Natural-language object grounding data
----------
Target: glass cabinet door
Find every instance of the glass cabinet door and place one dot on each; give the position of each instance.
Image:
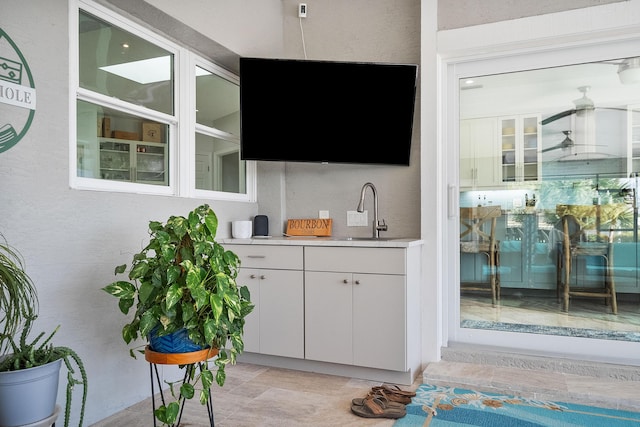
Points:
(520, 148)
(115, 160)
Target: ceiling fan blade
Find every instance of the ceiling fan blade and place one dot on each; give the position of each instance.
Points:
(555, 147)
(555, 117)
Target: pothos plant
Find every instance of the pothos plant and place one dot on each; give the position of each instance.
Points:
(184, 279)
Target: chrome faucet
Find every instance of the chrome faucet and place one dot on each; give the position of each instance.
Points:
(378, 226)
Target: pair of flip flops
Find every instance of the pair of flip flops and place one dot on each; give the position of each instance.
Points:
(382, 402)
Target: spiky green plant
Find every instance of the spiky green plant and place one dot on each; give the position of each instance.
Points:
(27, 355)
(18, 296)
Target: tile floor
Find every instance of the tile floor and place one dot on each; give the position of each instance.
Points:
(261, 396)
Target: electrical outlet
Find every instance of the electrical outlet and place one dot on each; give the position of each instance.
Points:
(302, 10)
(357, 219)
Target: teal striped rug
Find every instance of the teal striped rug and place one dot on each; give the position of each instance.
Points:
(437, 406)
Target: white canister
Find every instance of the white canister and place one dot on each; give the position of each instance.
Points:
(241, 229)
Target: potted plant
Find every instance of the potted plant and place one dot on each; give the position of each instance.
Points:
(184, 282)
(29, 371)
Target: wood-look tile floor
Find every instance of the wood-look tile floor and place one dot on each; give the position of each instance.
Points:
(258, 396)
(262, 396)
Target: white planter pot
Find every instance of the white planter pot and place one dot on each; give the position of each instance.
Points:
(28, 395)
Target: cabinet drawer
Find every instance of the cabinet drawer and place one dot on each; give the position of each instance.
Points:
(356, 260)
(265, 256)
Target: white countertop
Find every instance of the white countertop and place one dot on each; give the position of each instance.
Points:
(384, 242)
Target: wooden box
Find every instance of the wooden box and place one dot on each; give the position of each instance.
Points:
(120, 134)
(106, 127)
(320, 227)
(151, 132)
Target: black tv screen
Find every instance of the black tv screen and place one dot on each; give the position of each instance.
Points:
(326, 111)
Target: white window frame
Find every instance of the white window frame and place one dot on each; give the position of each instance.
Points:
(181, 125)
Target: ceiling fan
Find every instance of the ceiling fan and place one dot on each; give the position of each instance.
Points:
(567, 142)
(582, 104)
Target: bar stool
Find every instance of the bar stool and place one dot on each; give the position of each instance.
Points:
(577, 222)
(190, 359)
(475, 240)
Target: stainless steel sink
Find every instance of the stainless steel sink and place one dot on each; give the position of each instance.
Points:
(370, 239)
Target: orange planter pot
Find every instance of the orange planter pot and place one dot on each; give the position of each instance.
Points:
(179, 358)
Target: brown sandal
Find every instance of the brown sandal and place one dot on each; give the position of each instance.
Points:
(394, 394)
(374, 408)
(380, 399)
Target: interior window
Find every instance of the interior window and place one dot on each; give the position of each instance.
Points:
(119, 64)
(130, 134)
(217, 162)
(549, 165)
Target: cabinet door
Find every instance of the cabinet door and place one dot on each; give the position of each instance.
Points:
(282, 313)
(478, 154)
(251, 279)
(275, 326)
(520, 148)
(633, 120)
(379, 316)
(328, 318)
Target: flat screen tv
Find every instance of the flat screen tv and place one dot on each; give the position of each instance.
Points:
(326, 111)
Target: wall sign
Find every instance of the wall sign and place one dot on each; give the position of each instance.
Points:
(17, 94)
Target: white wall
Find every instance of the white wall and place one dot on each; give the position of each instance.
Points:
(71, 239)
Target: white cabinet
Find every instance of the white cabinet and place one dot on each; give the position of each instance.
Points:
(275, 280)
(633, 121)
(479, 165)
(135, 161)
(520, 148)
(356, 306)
----------
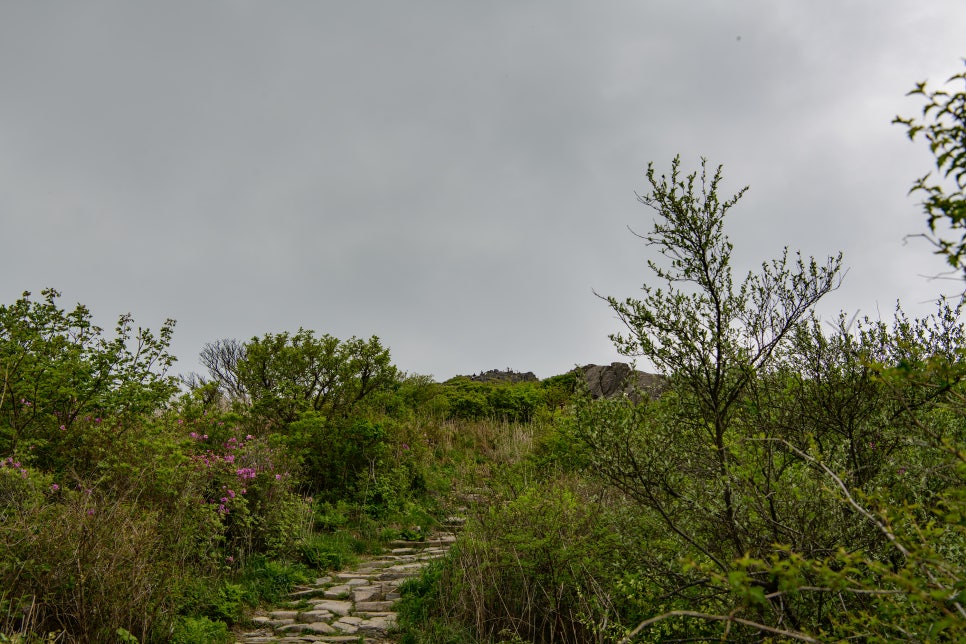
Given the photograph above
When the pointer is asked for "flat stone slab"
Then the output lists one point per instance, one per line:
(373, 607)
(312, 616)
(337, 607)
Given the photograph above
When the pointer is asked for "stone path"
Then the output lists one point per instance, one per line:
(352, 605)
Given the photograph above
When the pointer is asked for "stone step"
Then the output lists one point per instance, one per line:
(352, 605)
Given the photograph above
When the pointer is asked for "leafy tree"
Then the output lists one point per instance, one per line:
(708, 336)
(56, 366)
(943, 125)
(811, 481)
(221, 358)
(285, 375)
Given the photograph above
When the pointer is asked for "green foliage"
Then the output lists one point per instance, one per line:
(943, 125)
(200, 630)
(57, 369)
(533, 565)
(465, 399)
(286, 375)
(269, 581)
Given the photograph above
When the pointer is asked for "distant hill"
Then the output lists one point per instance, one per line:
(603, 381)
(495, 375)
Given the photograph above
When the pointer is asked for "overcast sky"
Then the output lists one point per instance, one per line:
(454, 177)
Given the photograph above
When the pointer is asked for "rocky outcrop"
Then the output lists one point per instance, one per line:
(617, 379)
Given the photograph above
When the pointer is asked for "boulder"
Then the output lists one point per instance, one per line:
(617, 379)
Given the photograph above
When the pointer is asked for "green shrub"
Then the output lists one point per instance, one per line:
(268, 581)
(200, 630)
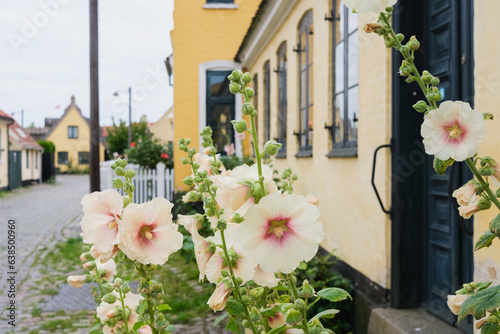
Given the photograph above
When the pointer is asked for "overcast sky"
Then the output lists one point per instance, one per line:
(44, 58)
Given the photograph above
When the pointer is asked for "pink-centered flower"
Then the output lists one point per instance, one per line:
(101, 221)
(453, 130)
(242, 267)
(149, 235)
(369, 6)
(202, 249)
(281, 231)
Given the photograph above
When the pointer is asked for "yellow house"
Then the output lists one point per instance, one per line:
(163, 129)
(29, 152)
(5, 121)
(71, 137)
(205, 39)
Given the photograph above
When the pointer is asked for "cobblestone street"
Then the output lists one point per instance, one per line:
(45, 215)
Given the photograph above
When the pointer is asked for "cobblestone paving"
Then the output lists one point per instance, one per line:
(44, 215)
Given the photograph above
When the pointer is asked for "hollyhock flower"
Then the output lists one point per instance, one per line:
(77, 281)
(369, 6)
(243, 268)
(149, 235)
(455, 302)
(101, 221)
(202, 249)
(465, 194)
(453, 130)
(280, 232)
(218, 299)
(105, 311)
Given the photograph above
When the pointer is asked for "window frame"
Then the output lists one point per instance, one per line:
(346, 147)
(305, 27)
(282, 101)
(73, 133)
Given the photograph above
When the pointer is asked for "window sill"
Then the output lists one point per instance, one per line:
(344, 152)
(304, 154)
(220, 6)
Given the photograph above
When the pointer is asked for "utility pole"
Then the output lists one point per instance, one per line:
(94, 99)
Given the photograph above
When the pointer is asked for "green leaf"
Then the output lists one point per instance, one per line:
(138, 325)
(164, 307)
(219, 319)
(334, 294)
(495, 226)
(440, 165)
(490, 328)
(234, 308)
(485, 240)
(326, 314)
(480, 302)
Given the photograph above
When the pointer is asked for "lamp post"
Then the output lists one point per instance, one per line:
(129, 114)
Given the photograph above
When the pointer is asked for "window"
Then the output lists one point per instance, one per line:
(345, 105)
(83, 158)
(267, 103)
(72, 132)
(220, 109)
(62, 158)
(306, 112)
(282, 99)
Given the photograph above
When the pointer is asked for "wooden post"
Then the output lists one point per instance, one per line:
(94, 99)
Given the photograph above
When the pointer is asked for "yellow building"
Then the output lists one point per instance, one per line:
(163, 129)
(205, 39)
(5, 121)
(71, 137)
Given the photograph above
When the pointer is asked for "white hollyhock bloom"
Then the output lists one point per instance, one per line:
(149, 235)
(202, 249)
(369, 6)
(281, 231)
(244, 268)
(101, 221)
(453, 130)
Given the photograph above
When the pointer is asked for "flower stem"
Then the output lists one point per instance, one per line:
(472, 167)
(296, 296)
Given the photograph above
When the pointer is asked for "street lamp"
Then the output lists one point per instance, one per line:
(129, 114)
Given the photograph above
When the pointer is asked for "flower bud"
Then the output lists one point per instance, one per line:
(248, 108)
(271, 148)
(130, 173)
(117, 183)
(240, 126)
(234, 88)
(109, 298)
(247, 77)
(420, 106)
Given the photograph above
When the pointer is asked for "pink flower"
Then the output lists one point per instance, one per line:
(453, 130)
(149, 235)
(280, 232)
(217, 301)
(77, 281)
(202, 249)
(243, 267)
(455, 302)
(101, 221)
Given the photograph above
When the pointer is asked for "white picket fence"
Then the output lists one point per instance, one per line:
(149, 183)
----------
* [YOUR ASSIGNMENT]
Copy every line above that holds the word "frame".

* [PROBLEM SOLUTION]
Target: white window frame
Find every instance of the white window frame and place one dot on each; give the position of each instance.
When the pointer is asked for "window frame"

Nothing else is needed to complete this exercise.